• _ABOUT THIS TASK_: Could each record be restated word for word?

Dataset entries
*** Block opens ***

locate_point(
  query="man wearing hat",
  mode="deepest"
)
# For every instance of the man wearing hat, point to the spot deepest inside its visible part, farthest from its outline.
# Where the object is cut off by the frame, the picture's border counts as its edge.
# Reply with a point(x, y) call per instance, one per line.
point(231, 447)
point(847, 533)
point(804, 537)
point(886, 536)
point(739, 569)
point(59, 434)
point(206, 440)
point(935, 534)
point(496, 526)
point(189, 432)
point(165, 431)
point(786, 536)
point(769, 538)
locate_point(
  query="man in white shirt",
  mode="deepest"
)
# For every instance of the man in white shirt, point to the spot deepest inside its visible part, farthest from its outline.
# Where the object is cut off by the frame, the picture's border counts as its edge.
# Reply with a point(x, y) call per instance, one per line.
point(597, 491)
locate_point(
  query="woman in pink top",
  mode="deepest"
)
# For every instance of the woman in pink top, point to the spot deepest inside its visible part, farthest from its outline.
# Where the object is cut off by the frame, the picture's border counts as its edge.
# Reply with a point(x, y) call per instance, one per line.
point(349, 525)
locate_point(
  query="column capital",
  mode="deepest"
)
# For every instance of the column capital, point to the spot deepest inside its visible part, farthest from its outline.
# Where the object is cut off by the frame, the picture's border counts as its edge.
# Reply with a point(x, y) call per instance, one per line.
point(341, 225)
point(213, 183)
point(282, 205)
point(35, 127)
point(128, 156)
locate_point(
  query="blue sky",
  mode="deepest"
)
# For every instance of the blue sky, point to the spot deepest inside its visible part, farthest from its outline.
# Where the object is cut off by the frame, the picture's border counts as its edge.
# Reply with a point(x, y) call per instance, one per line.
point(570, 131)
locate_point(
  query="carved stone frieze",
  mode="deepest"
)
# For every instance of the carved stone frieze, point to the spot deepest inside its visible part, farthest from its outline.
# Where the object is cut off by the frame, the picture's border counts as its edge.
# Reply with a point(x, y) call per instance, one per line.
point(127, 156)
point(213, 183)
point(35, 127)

*** Block closes ***

• _WRITTEN ANSWER_:
locate_point(
  query="man wearing hat",
  mode="deepest"
)
# For every instance of the man wearing hat, point to the spot deepest inside its visible part, farthest from its outline.
# Where the object is cut off by the frame, the picture's border counts as its edge.
# Reply with a point(x, y) call per instance, one per line.
point(231, 447)
point(847, 533)
point(804, 537)
point(886, 536)
point(739, 569)
point(59, 434)
point(206, 440)
point(935, 534)
point(496, 526)
point(189, 432)
point(165, 431)
point(786, 536)
point(769, 538)
locate_point(
  query="man in white shirt",
  mode="deepest"
)
# For every instance of the man in white shirt, point to the spot deepest inside its visible part, farthest from its outline.
# Where the object is cut off by the frame, the picture's border counts as its edge.
# Reply with a point(x, y) call per instance, one per line.
point(597, 491)
locate_point(
  query="woman in pink top",
  mode="deepest"
)
# For every instance of the woman in pink top, point to the spot deepest inside its visible part, farthest from its outline.
# Where the object is cut off by the frame, the picture's border counts as its edge.
# Reply with a point(x, y) call per instance, one per line.
point(349, 525)
locate_point(
  query="column capital",
  mode="deepest"
)
# For every instance of the column capital, point to the spot deepest inside its visible part, farthest from its outline.
# Where the object is cut off by the frame, the picture's border counts as its edge.
# Reply with a point(x, y) call per instance, one per line.
point(341, 225)
point(213, 183)
point(282, 205)
point(35, 127)
point(128, 156)
locate_point(
  query="blue sky",
  mode="deepest"
)
# For every instance of the blue sky, point to the spot deepest inside its visible part, farthest from its outline.
# Where the object is cut off by the frame, the picture's border counts as its edge.
# Reply with a point(x, y) call per instance, one per line.
point(570, 131)
locate_point(
  query="carved stone frieze",
  mode="deepest"
)
# For every instance of the carved stone frieze, point to the spot deepest inside its visible part, farthest from its outline.
# Where the object is cut off by the frame, the picture's border counts as its edge.
# Reply with a point(x, y) call per instance, one per line.
point(127, 156)
point(213, 183)
point(35, 127)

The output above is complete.